* **Exercise task a**: Copy out every one of the point-labeling entries below, line for line, with nothing changed.

We need an approximation of the cloud top height and will use 1000 m as a first guess. If you have better cloud height data just put in your data. You can also use different values along time and angle dimensions, xarray will take care of this.

height_guess = 1000. #m
cth = xr.DataArray(height_guess, dims=())

Now let’s calculate the length of the vector connecting HALO and the cloud. We need the height of the HALO, the cloudheight and the viewing direction for this. view_lh provides the viewing direction while the distance between HALO and cloud normalized by the down-component of the viewing direction provides the distance along the view path.

viewpath_lh = view_lh * (ds_selection.alt - cth) / view_lh.sel(NED="D")

Now we would like to transform this viewpath also into the ECEF coordinate system. We will stick to the method described in navipedia:

viewpath_ecef = lh_to_ecef(viewpath_lh,
                           ds_selection["lat"],
                           ds_selection["lon"])

Cloud locations in 3D space#

If we add the viewpath to the position of the HALO the resulting point gives us the ECEF coordinates of the point on the cloud.

* **Given records**:

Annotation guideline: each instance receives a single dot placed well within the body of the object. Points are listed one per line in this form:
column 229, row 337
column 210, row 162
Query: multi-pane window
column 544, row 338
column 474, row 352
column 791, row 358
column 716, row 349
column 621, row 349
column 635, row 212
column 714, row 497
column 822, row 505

* **Exercise task b**: Summarize the passage above on locating clouds from HALO in three sentences.

* **Correct result a**:
Annotation guideline: each instance receives a single dot placed well within the body of the object. Points are listed one per line in this form:
column 229, row 337
column 210, row 162
Query: multi-pane window
column 544, row 338
column 474, row 352
column 791, row 358
column 716, row 349
column 621, row 349
column 635, row 212
column 714, row 497
column 822, row 505

* **Correct result b**: The cloud top height is first guessed as 1000 m, though better cloud height data can be substituted, and values may vary along the time and angle dimensions. The vector from HALO to the cloud is computed from HALO's height, the cloud height, and the viewing direction, with the HALO-to-cloud distance normalized by the down-component of the viewing direction. This viewpath is then transformed into the ECEF coordinate system, and adding it to HALO's position gives the ECEF coordinates of the point on the cloud.